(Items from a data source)
┌──
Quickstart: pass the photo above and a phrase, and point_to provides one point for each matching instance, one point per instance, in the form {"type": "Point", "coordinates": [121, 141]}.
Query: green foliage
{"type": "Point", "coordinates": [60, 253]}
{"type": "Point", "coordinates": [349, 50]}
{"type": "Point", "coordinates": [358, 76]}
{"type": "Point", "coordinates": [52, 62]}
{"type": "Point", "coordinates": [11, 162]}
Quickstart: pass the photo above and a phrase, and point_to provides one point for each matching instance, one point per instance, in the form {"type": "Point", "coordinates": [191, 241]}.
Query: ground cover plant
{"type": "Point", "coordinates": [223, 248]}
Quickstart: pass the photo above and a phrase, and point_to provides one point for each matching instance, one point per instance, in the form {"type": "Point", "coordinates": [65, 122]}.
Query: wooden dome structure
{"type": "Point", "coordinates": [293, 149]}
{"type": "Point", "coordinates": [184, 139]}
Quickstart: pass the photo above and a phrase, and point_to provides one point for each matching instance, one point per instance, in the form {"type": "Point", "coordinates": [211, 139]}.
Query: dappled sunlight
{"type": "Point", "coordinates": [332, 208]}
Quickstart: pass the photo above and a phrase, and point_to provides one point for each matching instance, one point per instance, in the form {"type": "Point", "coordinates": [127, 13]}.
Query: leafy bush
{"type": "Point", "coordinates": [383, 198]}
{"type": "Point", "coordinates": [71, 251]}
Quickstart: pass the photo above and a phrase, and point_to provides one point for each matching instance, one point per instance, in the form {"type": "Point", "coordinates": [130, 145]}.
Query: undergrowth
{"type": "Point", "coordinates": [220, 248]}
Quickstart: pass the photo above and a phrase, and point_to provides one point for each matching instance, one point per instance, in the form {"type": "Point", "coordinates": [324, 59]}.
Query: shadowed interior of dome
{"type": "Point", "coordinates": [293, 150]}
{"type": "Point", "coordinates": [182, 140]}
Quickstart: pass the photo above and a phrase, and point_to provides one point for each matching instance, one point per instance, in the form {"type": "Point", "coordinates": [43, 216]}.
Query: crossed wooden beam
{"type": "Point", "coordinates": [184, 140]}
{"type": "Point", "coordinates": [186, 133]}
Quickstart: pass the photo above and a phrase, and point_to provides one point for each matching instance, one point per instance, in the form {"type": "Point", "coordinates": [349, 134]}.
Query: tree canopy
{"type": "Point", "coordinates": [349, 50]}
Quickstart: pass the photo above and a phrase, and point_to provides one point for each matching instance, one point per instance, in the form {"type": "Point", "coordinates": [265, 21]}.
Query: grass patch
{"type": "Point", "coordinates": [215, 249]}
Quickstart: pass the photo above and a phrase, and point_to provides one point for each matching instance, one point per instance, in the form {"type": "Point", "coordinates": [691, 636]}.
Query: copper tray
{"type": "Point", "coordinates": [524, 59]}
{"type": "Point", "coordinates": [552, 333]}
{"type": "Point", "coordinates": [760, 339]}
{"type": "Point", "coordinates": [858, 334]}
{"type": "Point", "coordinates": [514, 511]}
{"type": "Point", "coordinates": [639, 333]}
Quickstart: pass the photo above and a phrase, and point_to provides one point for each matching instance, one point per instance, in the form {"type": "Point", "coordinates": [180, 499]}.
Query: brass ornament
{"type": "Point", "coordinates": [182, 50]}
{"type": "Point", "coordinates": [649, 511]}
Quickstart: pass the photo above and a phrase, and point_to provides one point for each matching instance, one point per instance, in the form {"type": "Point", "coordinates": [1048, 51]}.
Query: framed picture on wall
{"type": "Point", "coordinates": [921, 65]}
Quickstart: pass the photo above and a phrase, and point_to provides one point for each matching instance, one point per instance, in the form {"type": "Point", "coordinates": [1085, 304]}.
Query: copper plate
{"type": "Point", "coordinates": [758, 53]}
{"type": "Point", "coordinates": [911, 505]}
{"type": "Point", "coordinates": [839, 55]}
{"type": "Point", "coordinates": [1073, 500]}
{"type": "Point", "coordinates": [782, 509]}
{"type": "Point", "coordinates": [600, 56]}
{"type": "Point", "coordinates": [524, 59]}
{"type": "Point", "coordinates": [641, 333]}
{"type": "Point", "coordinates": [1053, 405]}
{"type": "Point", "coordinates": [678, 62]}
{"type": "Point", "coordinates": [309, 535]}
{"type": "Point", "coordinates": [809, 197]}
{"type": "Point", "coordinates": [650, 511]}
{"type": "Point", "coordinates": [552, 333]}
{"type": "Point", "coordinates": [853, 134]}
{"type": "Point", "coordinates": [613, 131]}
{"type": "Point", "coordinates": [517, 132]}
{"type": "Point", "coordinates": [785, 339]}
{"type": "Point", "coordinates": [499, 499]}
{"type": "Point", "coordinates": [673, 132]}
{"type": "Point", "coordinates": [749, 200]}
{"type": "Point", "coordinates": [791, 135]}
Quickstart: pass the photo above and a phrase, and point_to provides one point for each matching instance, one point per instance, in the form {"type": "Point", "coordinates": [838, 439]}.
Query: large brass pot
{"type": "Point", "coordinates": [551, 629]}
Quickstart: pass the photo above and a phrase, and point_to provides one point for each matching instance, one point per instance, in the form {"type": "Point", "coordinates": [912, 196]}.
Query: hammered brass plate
└──
▶ What you should do: The full set of records above must be reproduced exactly in the reply.

▶ Task answer:
Quickstart: pass the photo above and a phrase, and point_to provides one point for each matching instance, one point per instance, in the form {"type": "Point", "coordinates": [121, 141]}.
Query: green foliage
{"type": "Point", "coordinates": [60, 253]}
{"type": "Point", "coordinates": [349, 50]}
{"type": "Point", "coordinates": [358, 76]}
{"type": "Point", "coordinates": [52, 62]}
{"type": "Point", "coordinates": [11, 162]}
Quickstart: pass the photo above and a phrase, and point_to provides one point for each matching instance, one point per instance, in the form {"type": "Point", "coordinates": [191, 241]}.
Query: ground cover plant
{"type": "Point", "coordinates": [223, 248]}
Quickstart: pass the photo above and a phrase, and point_to provides one point for each matching instance, one point per instance, in the form {"type": "Point", "coordinates": [65, 122]}.
Query: wooden dome structure
{"type": "Point", "coordinates": [293, 149]}
{"type": "Point", "coordinates": [184, 139]}
Quickstart: pass the photo above and a phrase, and point_to provides one point for each matching instance, one point per instance, in the form {"type": "Point", "coordinates": [211, 139]}.
Query: dappled sunlight
{"type": "Point", "coordinates": [332, 208]}
Quickstart: pass the photo above and a phrase, and point_to provides one point for each matching instance, one point per instance, in the form {"type": "Point", "coordinates": [127, 13]}.
Query: leafy bush
{"type": "Point", "coordinates": [383, 198]}
{"type": "Point", "coordinates": [71, 251]}
Quickstart: pass the photo above and a phrase, and point_to provides one point for each matching instance, one point per instance, in the form {"type": "Point", "coordinates": [130, 145]}.
Query: undergrowth
{"type": "Point", "coordinates": [220, 248]}
Quickstart: pass the photo above and a phrase, and point_to provides one point for each matching instance, one point per instance, in the form {"type": "Point", "coordinates": [324, 59]}.
Query: shadowed interior of dome
{"type": "Point", "coordinates": [293, 150]}
{"type": "Point", "coordinates": [182, 140]}
Quickstart: pass the photo above and a phrase, and point_to provides one point for each matching instance, one point per instance, in the form {"type": "Point", "coordinates": [43, 216]}.
Query: crossed wooden beam
{"type": "Point", "coordinates": [184, 140]}
{"type": "Point", "coordinates": [186, 133]}
Quickstart: pass the photo above and a phrase, and point_to provides one point for each matching instance, one point per instance, in the form {"type": "Point", "coordinates": [349, 134]}.
Query: tree canopy
{"type": "Point", "coordinates": [349, 50]}
Quickstart: pass the photo above and a phrase, and point_to provides one point for each matching instance, one point per instance, in the form {"type": "Point", "coordinates": [265, 21]}.
Query: grass patch
{"type": "Point", "coordinates": [215, 249]}
Quickstart: pass the photo above and a phrase, and point_to provides one point for each matching instance, one point per instance, in the form {"type": "Point", "coordinates": [691, 636]}.
Query: copper tray
{"type": "Point", "coordinates": [524, 59]}
{"type": "Point", "coordinates": [552, 333]}
{"type": "Point", "coordinates": [760, 339]}
{"type": "Point", "coordinates": [858, 334]}
{"type": "Point", "coordinates": [514, 511]}
{"type": "Point", "coordinates": [639, 333]}
Quickstart: pass the photo above and a phrase, and point_to provides one point for each matching instance, one point per instance, in the form {"type": "Point", "coordinates": [180, 499]}.
Query: brass ornament
{"type": "Point", "coordinates": [182, 50]}
{"type": "Point", "coordinates": [649, 511]}
Quickstart: pass the photo above and a phrase, and point_to provides one point for each matching instance, one point per instance, in the form {"type": "Point", "coordinates": [1048, 51]}.
Query: framed picture on wall
{"type": "Point", "coordinates": [921, 65]}
Quickstart: pass the photo above and a phrase, and point_to provides one point for each matching instance, one point per instance, in the form {"type": "Point", "coordinates": [1085, 304]}.
Query: copper plate
{"type": "Point", "coordinates": [758, 53]}
{"type": "Point", "coordinates": [911, 505]}
{"type": "Point", "coordinates": [839, 55]}
{"type": "Point", "coordinates": [1073, 500]}
{"type": "Point", "coordinates": [782, 509]}
{"type": "Point", "coordinates": [600, 56]}
{"type": "Point", "coordinates": [524, 59]}
{"type": "Point", "coordinates": [641, 333]}
{"type": "Point", "coordinates": [1053, 405]}
{"type": "Point", "coordinates": [678, 62]}
{"type": "Point", "coordinates": [309, 535]}
{"type": "Point", "coordinates": [809, 197]}
{"type": "Point", "coordinates": [650, 511]}
{"type": "Point", "coordinates": [552, 333]}
{"type": "Point", "coordinates": [853, 134]}
{"type": "Point", "coordinates": [613, 131]}
{"type": "Point", "coordinates": [517, 132]}
{"type": "Point", "coordinates": [785, 339]}
{"type": "Point", "coordinates": [499, 499]}
{"type": "Point", "coordinates": [673, 132]}
{"type": "Point", "coordinates": [749, 200]}
{"type": "Point", "coordinates": [791, 135]}
Quickstart: pass the photo above and a phrase, and point_to provides one point for each matching instance, one point per instance, in the form {"type": "Point", "coordinates": [838, 439]}.
Query: large brass pot
{"type": "Point", "coordinates": [551, 629]}
Quickstart: pass the photo above and a phrase, and point_to provides one point for each matching instance, one point per instance, in the form {"type": "Point", "coordinates": [912, 196]}.
Query: hammered brass plate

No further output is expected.